» Selected passage
########

You are viewing a plain text version of this content. The canonical link for it is here.
Posted to dev@nutch.apache.org by Nic M <ni...@gmail.com> on 2009/06/02 18:10:12 UTC
IOException in dedup
Hello,
I am new with Nutch and I have set up Nutch 0.9 on Easy Eclipse for
Mac OS X. When I try to start crawling I get the following exception:
Dedup: starting
Dedup: adding indexes in: crawl/indexes
Exception in thread "main" java.io.IOException: Job failed!
at org.apache.hadoop.mapred.JobClient.runJob(JobClient.java:604)
at
org.apache.nutch.indexer.DeleteDuplicates.dedup(DeleteDuplicates.java:
439)
at org.apache.nutch.crawl.Crawl.main(Crawl.java:135)
Does anyone know how to solve this problem?
Nic M
Re: IOException in dedup
Posted by MyD <my...@googlemail.com>.
I had the same problem when I forgot to add the URL field in the
index. Maybe u have the same problem.
Regards,
MyD
On Jun 3, 2009, at 1:13 AM, Nic M wrote:
>
> On Jun 2, 2009, at 12:41 PM, Ken Krugler wrote:
>
>>> Hello,
>>>
>>> I am new with Nutch and I have set up Nutch 0.9 on Easy Eclipse
>>> for Mac OS X. When I try to start crawling I get the following
>>> exception:
>>>
>>> Dedup: starting
>>> Dedup: adding indexes in: crawl/indexes
>>> Exception in thread "main" java.io.IOException: Job failed!
>>> at
>>> org.apache.hadoop.mapred.JobClient.runJob(JobClient.java:604)
>>> at
>>> org
>>> .apache.nutch.indexer.DeleteDuplicates.dedup(DeleteDuplicates.java:
>>> 439)

########

» Stored rows
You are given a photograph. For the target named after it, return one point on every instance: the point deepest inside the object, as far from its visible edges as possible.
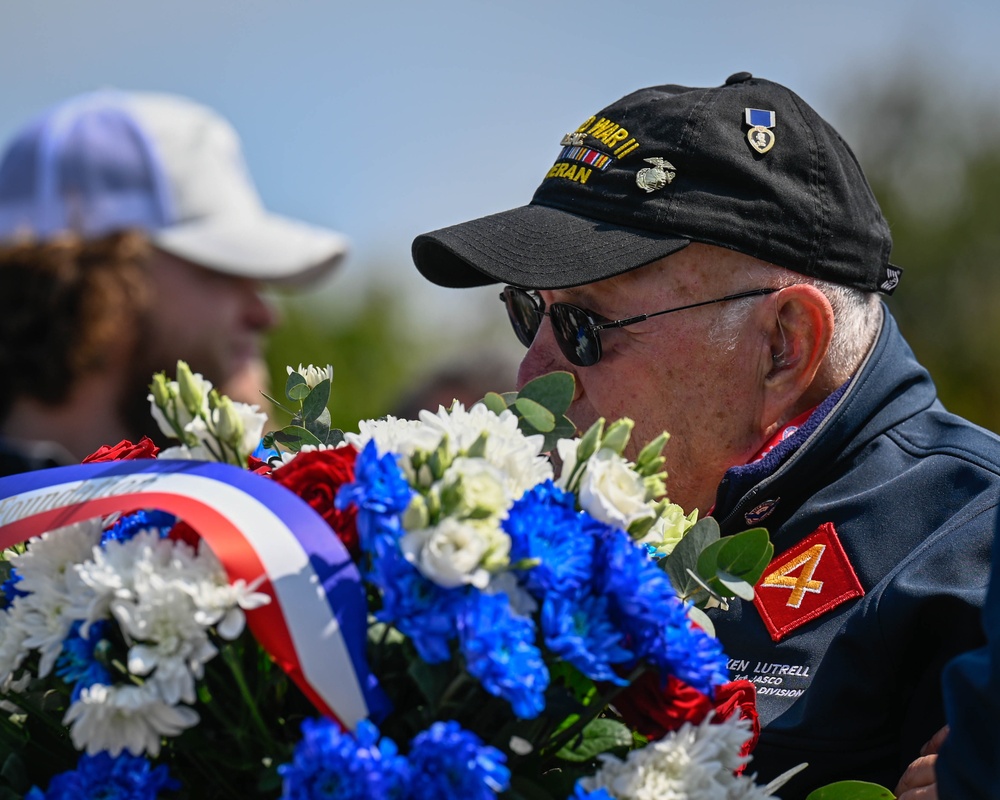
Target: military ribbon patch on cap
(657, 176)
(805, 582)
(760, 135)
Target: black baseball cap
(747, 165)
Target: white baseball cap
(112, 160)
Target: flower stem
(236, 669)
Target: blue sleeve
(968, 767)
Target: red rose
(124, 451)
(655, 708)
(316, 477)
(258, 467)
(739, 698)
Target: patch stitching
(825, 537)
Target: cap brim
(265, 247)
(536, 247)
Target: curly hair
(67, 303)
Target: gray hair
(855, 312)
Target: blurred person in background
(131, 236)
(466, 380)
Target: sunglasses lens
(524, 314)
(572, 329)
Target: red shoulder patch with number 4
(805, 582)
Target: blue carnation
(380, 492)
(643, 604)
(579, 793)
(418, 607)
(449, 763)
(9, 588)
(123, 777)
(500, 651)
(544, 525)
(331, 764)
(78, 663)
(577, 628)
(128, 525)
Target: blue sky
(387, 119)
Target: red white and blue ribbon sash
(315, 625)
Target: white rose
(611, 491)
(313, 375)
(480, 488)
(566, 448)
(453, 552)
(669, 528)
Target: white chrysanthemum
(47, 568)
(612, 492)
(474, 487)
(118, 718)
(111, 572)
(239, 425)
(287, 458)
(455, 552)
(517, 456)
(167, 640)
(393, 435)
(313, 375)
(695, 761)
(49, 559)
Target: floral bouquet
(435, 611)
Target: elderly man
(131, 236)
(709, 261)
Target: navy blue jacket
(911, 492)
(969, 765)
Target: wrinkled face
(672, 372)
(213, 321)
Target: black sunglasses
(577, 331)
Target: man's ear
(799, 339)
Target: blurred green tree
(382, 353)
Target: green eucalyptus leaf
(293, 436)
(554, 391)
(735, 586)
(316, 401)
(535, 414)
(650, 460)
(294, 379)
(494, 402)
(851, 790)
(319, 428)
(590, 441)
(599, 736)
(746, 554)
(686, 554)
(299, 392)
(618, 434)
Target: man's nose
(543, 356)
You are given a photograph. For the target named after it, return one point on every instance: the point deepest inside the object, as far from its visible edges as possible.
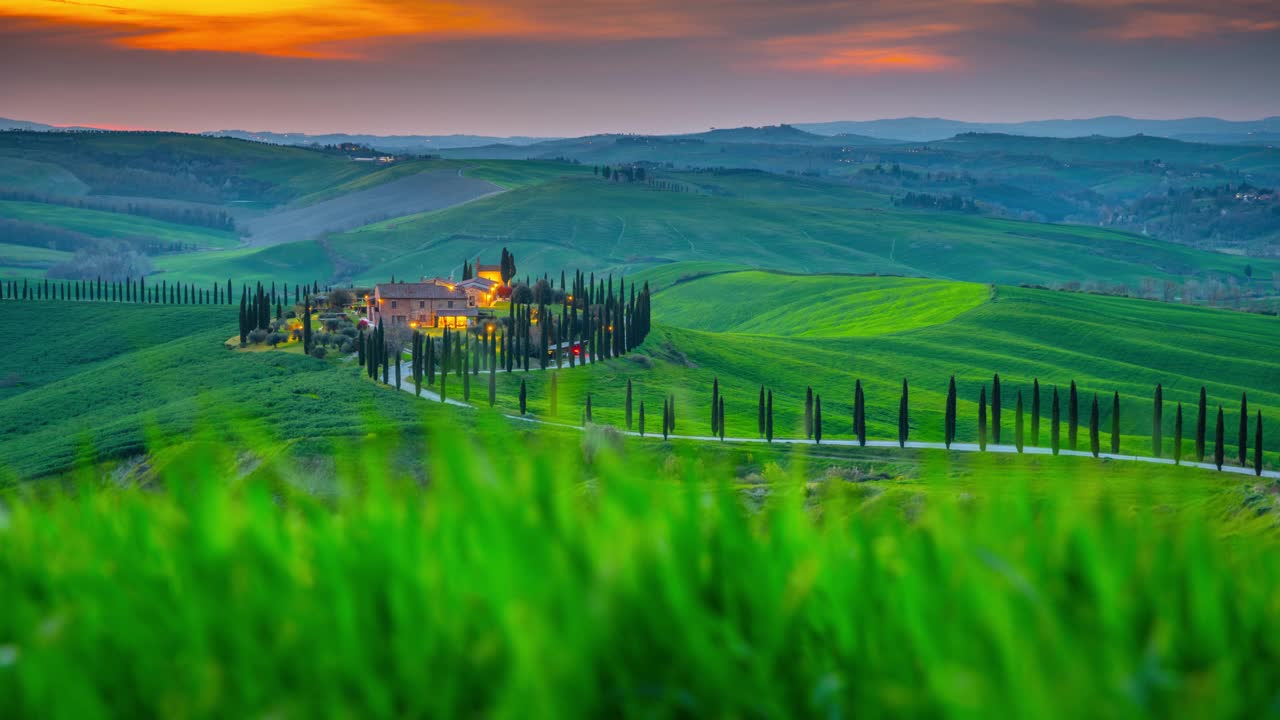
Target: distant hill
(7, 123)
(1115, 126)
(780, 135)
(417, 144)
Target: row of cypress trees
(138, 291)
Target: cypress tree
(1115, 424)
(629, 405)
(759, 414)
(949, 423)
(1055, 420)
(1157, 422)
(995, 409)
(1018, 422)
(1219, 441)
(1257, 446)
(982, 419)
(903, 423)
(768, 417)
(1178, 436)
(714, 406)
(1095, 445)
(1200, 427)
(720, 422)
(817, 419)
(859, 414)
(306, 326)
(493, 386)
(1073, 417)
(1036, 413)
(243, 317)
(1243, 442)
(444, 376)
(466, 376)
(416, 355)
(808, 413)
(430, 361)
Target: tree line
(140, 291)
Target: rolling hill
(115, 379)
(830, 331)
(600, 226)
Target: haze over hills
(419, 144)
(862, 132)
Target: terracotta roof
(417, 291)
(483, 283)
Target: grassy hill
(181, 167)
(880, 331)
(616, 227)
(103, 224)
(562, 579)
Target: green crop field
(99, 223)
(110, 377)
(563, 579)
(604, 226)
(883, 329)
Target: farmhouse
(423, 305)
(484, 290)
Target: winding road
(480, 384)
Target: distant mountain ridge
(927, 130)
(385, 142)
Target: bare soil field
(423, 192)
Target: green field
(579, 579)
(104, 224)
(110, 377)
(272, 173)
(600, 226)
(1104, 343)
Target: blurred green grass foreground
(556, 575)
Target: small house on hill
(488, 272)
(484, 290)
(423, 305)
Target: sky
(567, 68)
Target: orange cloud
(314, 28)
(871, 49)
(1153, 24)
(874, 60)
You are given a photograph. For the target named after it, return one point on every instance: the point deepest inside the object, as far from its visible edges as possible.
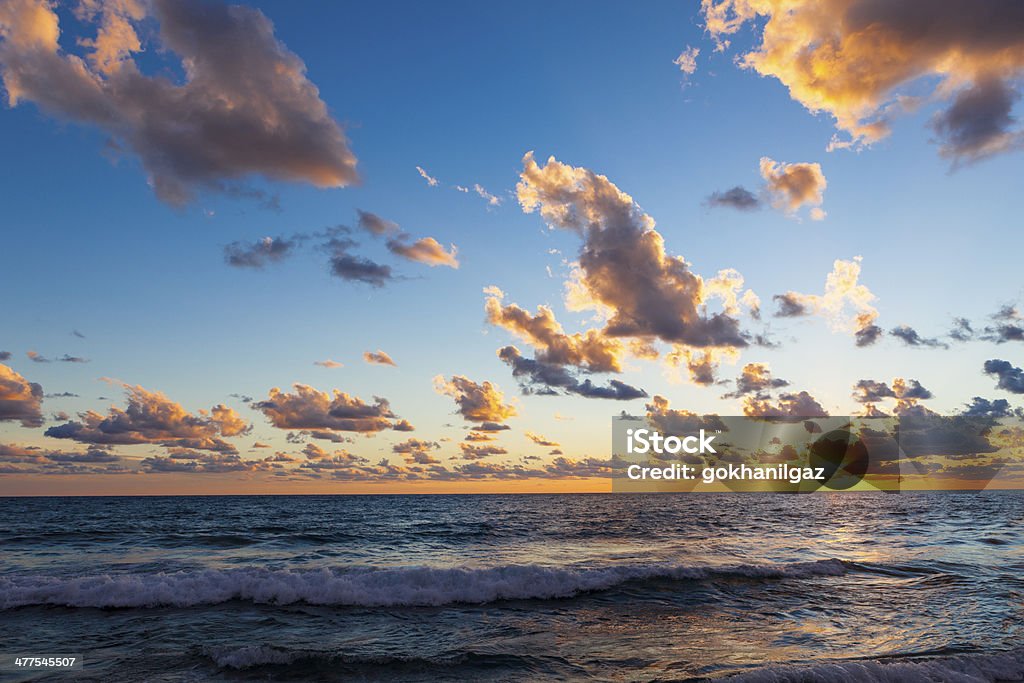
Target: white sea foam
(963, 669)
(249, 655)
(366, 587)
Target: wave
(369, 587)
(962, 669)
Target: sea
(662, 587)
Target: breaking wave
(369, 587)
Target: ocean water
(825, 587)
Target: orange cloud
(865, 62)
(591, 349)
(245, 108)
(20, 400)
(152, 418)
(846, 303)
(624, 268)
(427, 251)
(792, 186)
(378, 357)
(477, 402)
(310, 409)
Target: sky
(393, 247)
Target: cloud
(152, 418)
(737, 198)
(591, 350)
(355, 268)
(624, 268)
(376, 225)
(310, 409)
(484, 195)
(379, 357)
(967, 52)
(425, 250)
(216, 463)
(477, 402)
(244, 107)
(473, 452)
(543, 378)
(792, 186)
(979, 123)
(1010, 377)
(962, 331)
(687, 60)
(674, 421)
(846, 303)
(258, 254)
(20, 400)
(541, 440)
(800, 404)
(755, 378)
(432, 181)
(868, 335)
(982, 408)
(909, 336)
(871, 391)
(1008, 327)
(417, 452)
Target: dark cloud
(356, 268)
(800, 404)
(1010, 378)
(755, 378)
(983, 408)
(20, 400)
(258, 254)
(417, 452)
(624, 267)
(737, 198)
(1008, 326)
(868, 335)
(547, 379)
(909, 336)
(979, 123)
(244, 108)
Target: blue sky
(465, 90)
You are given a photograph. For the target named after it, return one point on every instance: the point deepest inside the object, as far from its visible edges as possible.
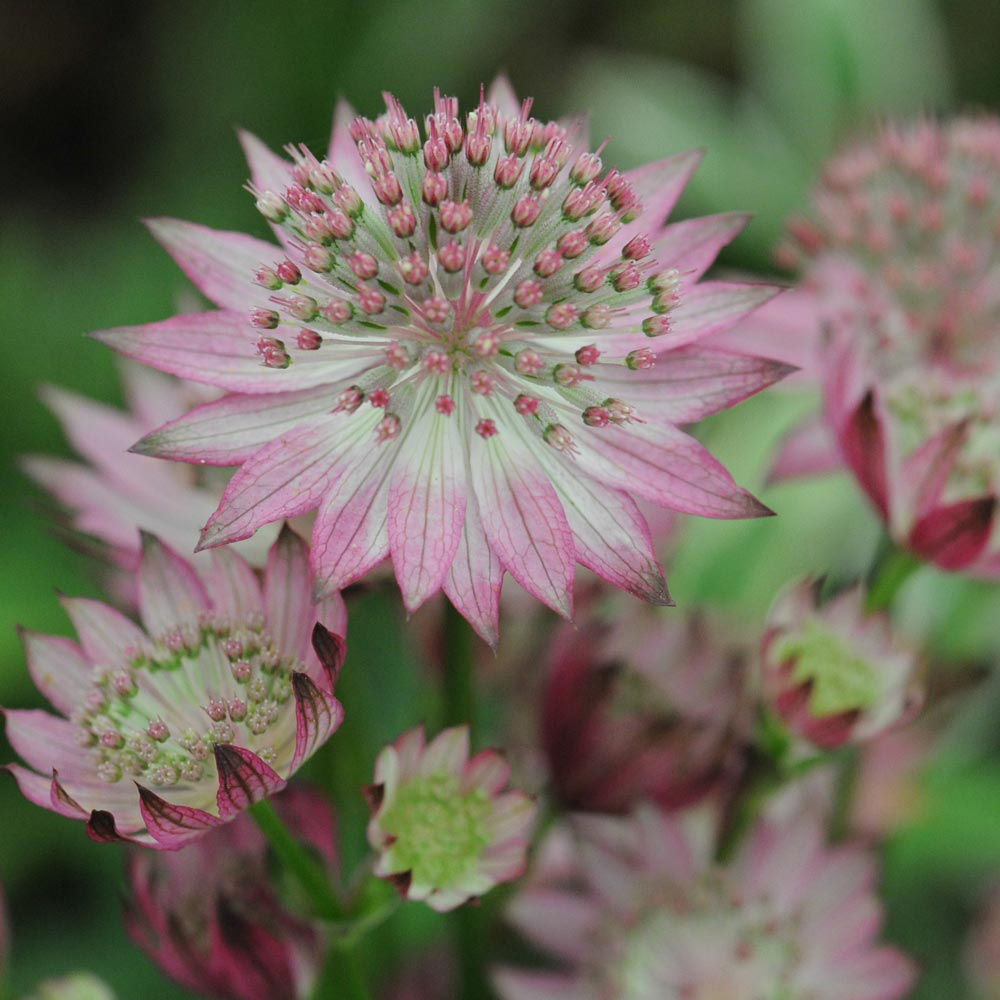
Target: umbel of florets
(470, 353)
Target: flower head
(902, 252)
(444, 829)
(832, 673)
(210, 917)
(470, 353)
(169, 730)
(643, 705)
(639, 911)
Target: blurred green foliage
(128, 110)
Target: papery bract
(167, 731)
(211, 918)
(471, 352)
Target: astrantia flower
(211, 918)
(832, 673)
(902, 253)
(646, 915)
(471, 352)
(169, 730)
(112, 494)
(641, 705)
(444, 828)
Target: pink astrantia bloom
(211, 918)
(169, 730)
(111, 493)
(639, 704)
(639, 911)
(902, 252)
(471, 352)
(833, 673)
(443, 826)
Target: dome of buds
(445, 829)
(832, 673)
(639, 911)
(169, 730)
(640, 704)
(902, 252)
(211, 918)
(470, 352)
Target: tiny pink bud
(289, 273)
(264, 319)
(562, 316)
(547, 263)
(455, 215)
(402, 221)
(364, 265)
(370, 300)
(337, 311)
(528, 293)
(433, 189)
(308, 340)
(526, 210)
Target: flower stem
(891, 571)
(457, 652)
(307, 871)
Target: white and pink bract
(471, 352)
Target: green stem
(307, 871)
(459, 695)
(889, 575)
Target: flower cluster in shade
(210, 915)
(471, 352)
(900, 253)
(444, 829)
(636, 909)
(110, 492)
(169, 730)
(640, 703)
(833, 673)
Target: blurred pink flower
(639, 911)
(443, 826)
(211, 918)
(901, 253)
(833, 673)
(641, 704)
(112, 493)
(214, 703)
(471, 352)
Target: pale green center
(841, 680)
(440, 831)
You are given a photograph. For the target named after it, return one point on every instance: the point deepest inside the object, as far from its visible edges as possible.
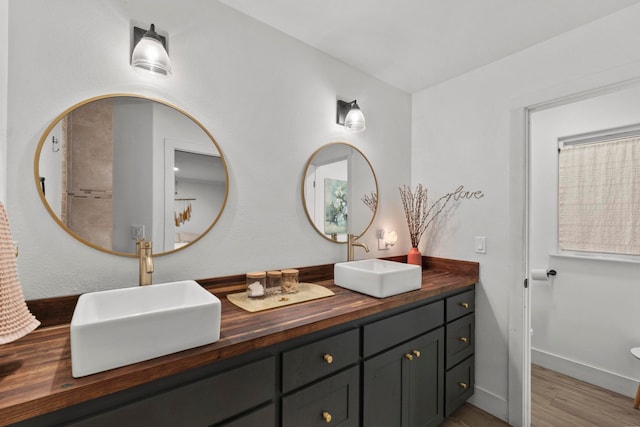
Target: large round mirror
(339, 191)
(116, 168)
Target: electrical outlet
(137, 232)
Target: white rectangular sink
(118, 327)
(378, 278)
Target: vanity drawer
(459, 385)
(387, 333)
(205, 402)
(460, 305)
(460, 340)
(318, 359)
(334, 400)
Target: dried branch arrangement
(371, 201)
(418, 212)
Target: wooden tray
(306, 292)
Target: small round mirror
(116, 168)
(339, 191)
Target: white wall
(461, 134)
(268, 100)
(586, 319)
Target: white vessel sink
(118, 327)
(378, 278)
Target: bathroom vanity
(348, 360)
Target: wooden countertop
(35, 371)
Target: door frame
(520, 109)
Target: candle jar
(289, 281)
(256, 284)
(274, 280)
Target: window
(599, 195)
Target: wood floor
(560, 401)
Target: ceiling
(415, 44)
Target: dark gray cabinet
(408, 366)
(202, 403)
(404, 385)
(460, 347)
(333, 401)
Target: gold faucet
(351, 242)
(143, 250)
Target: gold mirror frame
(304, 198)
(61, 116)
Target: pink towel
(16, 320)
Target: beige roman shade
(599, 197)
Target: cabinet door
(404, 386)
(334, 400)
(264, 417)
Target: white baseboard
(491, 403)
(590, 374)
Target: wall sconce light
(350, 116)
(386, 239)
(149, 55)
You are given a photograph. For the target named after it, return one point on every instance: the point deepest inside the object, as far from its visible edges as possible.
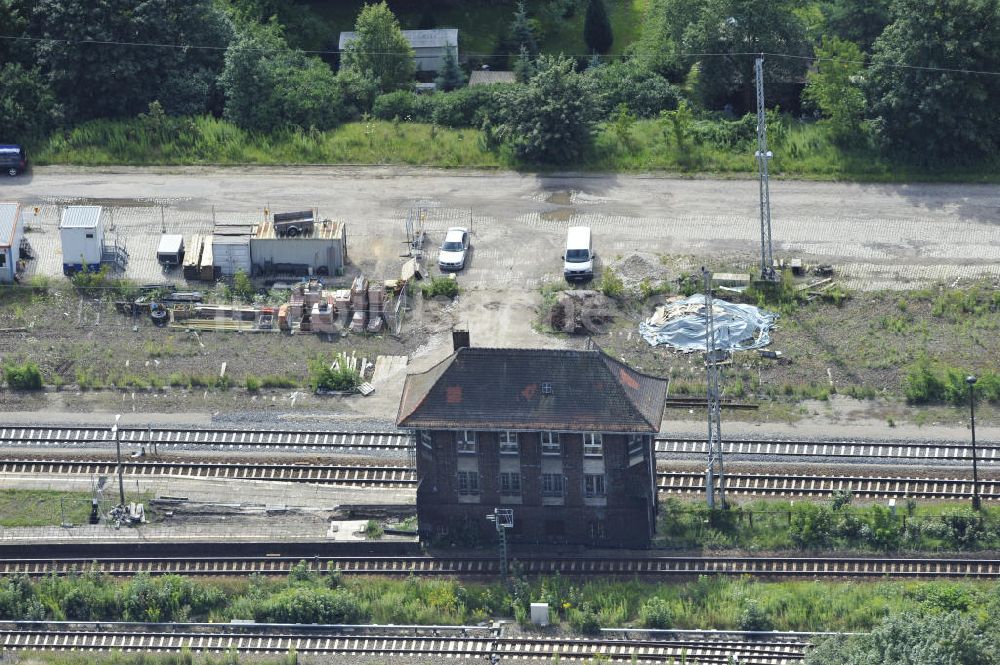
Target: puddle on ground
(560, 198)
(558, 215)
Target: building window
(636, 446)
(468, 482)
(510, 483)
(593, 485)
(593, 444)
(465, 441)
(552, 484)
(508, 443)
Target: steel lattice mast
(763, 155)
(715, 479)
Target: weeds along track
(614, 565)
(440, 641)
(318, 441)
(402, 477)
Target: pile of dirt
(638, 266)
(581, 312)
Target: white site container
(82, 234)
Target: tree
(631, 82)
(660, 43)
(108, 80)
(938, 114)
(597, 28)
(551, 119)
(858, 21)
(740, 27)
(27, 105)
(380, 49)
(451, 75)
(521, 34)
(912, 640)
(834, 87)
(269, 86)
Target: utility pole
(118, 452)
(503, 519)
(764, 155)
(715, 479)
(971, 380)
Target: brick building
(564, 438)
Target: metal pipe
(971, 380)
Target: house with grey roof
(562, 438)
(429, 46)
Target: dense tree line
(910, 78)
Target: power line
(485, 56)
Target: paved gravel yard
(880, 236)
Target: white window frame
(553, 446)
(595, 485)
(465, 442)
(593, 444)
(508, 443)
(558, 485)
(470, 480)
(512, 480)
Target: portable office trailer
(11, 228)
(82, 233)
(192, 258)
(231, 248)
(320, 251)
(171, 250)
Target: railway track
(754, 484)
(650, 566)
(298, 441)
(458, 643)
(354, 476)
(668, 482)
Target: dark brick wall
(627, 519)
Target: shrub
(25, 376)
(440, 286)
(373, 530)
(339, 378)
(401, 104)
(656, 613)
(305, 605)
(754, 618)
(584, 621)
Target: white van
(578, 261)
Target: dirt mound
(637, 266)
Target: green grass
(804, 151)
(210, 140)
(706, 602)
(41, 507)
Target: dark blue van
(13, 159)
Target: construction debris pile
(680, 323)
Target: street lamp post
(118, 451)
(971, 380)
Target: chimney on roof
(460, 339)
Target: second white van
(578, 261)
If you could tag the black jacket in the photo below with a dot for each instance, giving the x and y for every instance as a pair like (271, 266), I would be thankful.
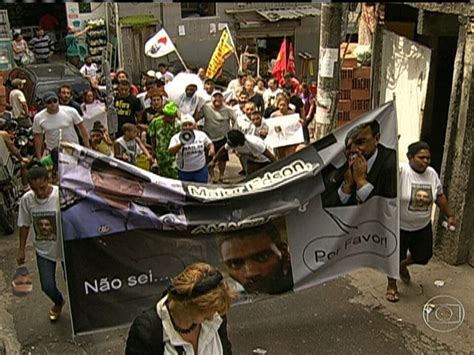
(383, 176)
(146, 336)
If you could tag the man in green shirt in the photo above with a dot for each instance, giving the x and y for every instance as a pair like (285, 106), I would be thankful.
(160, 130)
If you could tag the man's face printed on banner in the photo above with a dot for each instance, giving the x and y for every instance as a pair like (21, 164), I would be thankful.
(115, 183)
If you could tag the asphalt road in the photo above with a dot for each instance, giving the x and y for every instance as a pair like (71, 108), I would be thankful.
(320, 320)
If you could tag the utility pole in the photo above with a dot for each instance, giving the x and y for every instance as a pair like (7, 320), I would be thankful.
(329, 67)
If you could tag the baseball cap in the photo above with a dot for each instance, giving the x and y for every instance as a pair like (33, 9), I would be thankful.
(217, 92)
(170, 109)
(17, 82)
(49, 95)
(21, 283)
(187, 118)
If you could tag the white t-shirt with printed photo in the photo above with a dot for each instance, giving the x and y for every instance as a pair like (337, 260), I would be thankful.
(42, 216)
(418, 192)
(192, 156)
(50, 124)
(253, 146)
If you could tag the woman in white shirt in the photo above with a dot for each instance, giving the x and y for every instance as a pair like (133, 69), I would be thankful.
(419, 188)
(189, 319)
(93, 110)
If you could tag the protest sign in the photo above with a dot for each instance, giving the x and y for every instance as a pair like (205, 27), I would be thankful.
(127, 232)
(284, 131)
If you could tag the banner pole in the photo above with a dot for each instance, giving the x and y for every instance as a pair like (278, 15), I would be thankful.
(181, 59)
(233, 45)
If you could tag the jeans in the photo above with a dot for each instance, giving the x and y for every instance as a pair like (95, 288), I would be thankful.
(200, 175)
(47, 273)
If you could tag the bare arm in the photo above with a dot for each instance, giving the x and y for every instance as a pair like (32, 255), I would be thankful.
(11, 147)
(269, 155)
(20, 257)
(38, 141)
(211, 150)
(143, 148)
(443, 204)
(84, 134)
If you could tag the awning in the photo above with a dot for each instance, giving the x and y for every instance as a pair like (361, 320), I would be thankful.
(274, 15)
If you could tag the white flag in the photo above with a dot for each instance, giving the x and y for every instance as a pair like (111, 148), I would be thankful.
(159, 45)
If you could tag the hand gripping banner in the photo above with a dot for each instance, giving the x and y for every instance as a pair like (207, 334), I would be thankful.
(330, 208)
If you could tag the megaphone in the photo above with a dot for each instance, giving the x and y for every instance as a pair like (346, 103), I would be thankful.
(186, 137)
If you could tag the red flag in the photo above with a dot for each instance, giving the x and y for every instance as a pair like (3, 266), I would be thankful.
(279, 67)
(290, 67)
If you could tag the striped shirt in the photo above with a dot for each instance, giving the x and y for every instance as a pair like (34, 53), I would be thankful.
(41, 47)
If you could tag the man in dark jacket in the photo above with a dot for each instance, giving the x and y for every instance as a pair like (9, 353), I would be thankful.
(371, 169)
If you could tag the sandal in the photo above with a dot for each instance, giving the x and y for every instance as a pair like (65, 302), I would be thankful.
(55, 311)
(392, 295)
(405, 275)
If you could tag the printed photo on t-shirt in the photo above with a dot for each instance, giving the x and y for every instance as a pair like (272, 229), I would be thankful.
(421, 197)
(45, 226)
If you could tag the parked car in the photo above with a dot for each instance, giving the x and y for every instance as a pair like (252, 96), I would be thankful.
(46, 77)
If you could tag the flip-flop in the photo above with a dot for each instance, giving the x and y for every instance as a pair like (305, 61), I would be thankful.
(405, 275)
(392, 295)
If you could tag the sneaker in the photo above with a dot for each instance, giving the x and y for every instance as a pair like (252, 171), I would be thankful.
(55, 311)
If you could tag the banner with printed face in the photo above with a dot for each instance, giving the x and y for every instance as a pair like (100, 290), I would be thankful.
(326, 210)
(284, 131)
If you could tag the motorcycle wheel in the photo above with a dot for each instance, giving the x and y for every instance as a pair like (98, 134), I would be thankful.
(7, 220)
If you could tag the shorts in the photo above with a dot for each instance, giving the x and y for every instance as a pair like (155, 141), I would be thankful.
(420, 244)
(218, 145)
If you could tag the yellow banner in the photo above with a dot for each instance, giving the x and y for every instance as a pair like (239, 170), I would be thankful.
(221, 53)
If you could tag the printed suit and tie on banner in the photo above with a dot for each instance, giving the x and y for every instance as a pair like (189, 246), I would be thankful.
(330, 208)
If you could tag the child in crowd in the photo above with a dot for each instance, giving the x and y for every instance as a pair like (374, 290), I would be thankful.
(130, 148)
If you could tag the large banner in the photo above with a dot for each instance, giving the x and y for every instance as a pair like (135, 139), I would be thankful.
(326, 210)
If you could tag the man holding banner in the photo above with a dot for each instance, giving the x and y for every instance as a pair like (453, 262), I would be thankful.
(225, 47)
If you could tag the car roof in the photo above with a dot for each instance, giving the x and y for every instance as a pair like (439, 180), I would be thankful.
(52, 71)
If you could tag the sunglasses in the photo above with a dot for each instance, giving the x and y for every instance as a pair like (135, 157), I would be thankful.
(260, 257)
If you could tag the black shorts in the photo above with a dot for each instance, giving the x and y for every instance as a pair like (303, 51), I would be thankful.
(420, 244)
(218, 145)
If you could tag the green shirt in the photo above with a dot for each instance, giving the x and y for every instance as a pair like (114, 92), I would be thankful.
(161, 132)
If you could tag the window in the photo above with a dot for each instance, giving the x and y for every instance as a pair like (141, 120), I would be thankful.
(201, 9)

########

» Exercise instructions
In the forum thread about the dedup IOException above, rewrite the reply paragraph beginning "I had the same problem" as one shorter sentence that keeps its main facts.

» Answer below
MyD hit the same problem after forgetting to add the URL field to the index and suggests Nic M may have the same issue.